**Aim of the exercise:** Please continue the travel story about Ba Hao, picking up after its last line, "LOVE AT FIRST RICE."

**Page:**
#####
Ba Hao

THE STORY.

Well, hello there! If we’re meeting for the first time, you and I that is, let me catch you up a little. Now I hate introductions, first impressions, greetings, whatever it is that you call them, but I’ll tell you three things about myself. First: my name, Natalie. Second: my occupation, a writer, silly. And third: I’m in Bangkok with One Night to uncover the characters that bring the app’s hotels to life.

So, we’re all caught up. That wasn’t so painful, was it? Now let’s get back to the story. Where was I…

I was in a tuk-tuk on my way to Ba Hao, a bohemian guest house just off of Bangkok’s very own Chinatown. After having spent a fabulous few nights falling in love with high society at The Siam Hotel, I was ready to venture beyond the palace walls to explore an edgier side of city life. Just as an unsolicited invitation inside my head, ‘an edgier side of city life’ is me imagining a fully-tatted man with a beard who rides a motorbike and smokes cigarettes as a physical place.

As my ride pulls up to a nondescript door in a graffiti-filled alleyway, I was pretty sure I would find just that. However, neither I or the driver speak the same language, I have no phone service, and at this point, I have about zero clue where I am. This definitely didn’t look like a hotel. He laughs and talks to me in Thai, I sigh and talk back at him in English. Nothing is getting accomplished and just before I’m about to give up and call this tuk-tuk my home, I see a crowd of very trendy, very hipster locals pouring out of a neon-red-illuminated door. Now that must be Ba Hao.

Ba Hao’s entrance

Silhouettes and smoke moving past each window of its quaint corner building instantly lure me in. Slightly intimidated by the crowd, I peer through the door to reveal what was reminiscent of that typical movie scene where a waiter pulls back a curtain to a secret room in an off-the-beaten-path locale. In most movies, they’re playing poker or some other card game, here they’re drinking gin and downing dumplings.

And then there’s me, the totally unprepared, undone outsider with a carry-on and a print-out of my reservation. For a brief moment, I forget what I’m doing here in the first place, entranced by the life and movement around me. And just in time to save me from my daze, a kind bartender, Eck, whom I would get to know much better later, points me to a wooden staircase that would lead me to bohemian bliss.

LOVE AT FIRST RICE.
#####
A block of data:
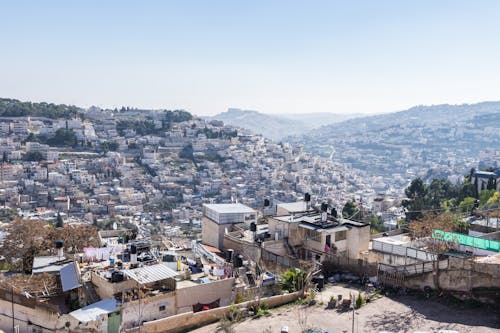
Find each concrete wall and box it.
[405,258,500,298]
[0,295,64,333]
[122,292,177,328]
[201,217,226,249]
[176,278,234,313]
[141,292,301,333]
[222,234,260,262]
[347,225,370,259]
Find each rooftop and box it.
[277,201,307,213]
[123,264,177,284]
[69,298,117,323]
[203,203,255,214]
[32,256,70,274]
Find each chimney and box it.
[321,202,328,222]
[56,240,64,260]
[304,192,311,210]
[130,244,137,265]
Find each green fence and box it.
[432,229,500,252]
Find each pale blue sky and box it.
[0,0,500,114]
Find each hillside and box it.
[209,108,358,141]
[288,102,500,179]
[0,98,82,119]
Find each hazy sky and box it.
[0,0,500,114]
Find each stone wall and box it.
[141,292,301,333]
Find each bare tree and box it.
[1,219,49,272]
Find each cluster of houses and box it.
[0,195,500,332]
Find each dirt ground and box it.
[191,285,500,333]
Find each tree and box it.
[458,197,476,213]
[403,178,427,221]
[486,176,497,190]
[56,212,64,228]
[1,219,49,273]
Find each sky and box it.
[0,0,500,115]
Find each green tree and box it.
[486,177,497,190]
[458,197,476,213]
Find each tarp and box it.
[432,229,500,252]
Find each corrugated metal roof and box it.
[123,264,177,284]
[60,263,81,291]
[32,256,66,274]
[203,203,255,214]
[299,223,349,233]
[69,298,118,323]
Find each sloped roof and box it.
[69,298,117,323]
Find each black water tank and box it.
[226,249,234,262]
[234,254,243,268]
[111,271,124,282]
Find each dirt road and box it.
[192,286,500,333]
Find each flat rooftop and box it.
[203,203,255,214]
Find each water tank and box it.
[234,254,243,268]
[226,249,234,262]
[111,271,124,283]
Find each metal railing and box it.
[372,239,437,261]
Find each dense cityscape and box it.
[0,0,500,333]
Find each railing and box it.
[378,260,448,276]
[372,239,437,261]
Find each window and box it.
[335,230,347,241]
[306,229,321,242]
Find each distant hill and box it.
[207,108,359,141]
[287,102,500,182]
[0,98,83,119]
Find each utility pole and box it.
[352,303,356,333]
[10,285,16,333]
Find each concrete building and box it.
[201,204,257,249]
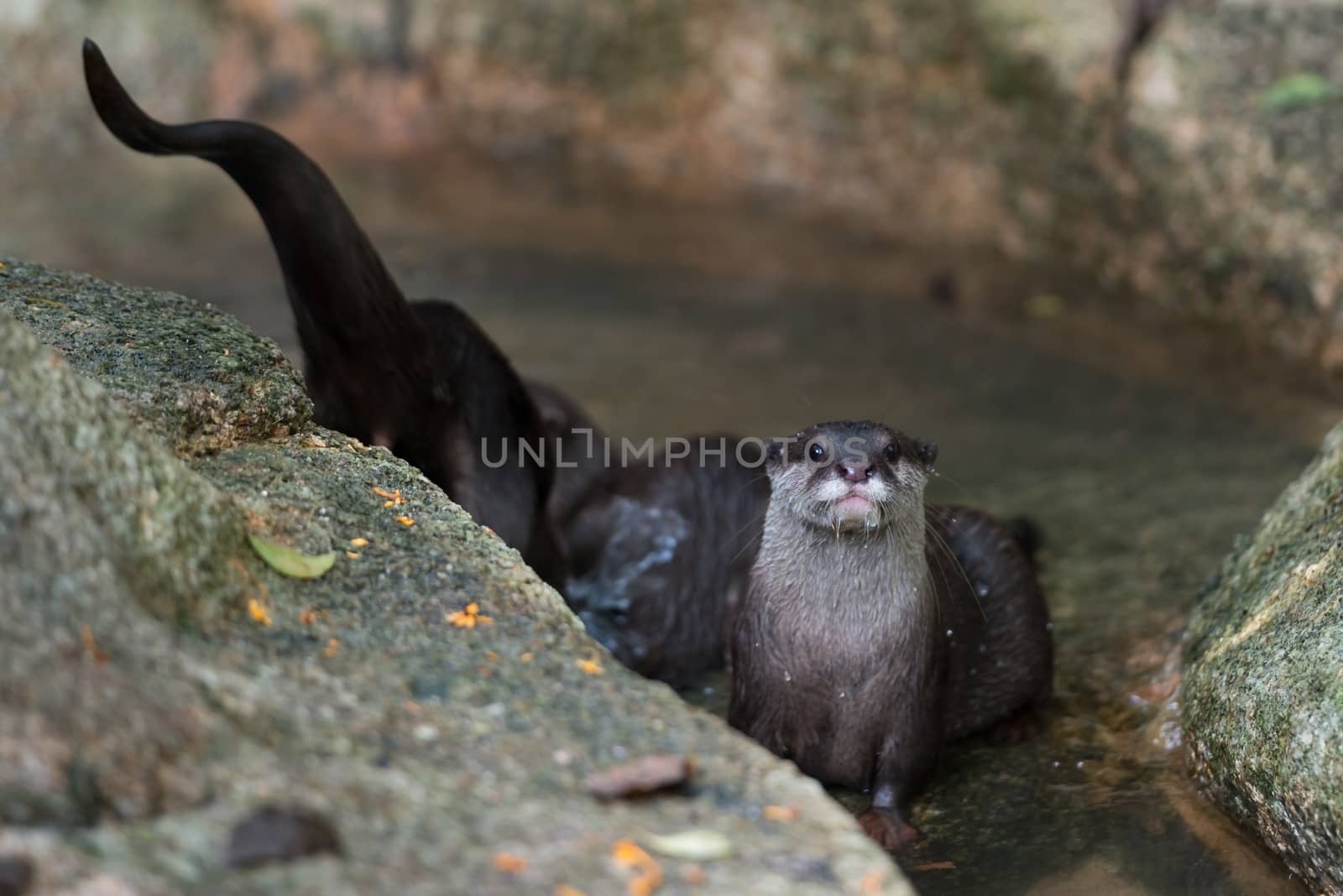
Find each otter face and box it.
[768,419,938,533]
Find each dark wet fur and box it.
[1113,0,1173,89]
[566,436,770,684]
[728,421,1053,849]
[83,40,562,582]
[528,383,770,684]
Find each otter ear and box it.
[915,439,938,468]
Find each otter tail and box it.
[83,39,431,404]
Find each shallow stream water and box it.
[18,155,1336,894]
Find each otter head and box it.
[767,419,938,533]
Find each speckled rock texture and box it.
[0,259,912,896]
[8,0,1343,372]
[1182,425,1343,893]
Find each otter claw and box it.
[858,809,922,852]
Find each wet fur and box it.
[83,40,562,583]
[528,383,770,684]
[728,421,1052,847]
#####
**The output:**
As I make my way up, I catch a glimpse of an irresistibly cool couple lounging in a room adorned in hand-picked gems and artifacts. Bua, sweet and petite but will surprise you with her business prowess and Note, her giggly, approachable husband who knows every vintage treasure trove in the city, get up to greet me. While on first impression I falsely assumed there was no way this young couple could be the owners, I was sorely mistaken. Bua and Note are in fact the beauty and brains behind Ba Hao. I simply couldn’t wait to talk to them, and before I even went to drop off my bags, I sat down on their vintage couch to uncover their Ba Hao fairytale.

My first question, as a blatantly single person who loves a good love story, is the inevitable: how did you meet? Bua, in her soft voice giggles as she recounts, “We met at a Banshee gig. It was a coincidence that after the gig I went to my friend’s friends’ apartment for an after party and Note happened to be there too. We had some chicken-rice and some drinks and, well, that was it.” Fast-forward four years and chicken-rice has turned into marriage, a newborn, and their Ba Hao baby; a wondrous two-room guesthouse.

Excuse my poor storytelling, I may have skipped over a few details just there. So, I left it to Bua to fill in some of the blanks, “I used to work at the Hyatt and Conrad hotels, and I wanted to open my own place ever since I was in high school. One of our friends and now business partners lives just around the block and found this building. He initially just wanted to open a bar, but the building has four stories and it’s just too big for that. He knew I wanted to open a hotel so he asked me if I wanted to share the space, and that’s how it started.”

Bua and Note (L), Ba Hao Restaurant (R)

Once Bua was on board, Ba Hao took about 10 months to complete. As someone who has bared witness to the painstakingly long process of opening a hotel, my immediate response was total and utter shock at their speed. “Noooo,” Bua immediately reacts, “It should’ve been done in 5-6 months. But we got scammed, we had a furniture contractor who was supposed to build the windows and doors and he just took our money and disappeared, around 100,000 Baht.”

Me: “What did you guys do?”
Bua: “We just took one deep breath.”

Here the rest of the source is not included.